- _TASK INSTRUCTIONS_: Find the line that contains "Thank you for the photo. Could you pin the wheelchair". Then set down that line and all the lines after it, to the end of the records, exactly and with nothing added.

Start MATERIAL FOR THIS TASK

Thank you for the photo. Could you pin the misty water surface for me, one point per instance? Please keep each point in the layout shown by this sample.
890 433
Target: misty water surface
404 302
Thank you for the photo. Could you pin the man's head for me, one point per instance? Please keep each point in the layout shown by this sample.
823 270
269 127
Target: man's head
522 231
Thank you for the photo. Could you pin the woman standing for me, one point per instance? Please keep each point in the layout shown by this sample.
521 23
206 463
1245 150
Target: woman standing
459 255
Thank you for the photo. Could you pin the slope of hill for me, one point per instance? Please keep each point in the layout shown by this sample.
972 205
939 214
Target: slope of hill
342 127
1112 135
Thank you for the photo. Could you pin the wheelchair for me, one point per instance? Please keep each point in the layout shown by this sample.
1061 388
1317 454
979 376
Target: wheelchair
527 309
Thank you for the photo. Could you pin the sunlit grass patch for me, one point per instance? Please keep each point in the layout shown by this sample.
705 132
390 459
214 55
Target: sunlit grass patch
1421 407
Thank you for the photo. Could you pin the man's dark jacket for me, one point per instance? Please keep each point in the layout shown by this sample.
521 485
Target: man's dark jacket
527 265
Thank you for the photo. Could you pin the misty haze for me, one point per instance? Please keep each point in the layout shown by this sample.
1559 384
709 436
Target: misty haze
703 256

End MATERIAL FOR THIS TASK

- _FINAL RESULT_:
Thank you for the photo. Could you pin the wheelchair for me, one point per instance? Please keep each point in the layout shown by this sample.
1061 388
1317 454
979 376
Target: wheelchair
527 309
Thank you for the photo. Could you pin the sunlit grass patch for me, one point per instance? Please keep each point in the layout shown by this sample.
705 132
390 459
214 55
Target: sunlit grass patch
1421 407
Thank you for the photo. Could you pin the man's dark jacket for me, one point per instance? Please keep each point in the layout shown by this sample.
521 485
Target: man's dark jacket
527 265
Thank you for the photo. Could you pin the misty haze for me, one point per instance? Please keep each point in the layout shown by this sample.
1559 384
709 436
Target: misty haze
703 256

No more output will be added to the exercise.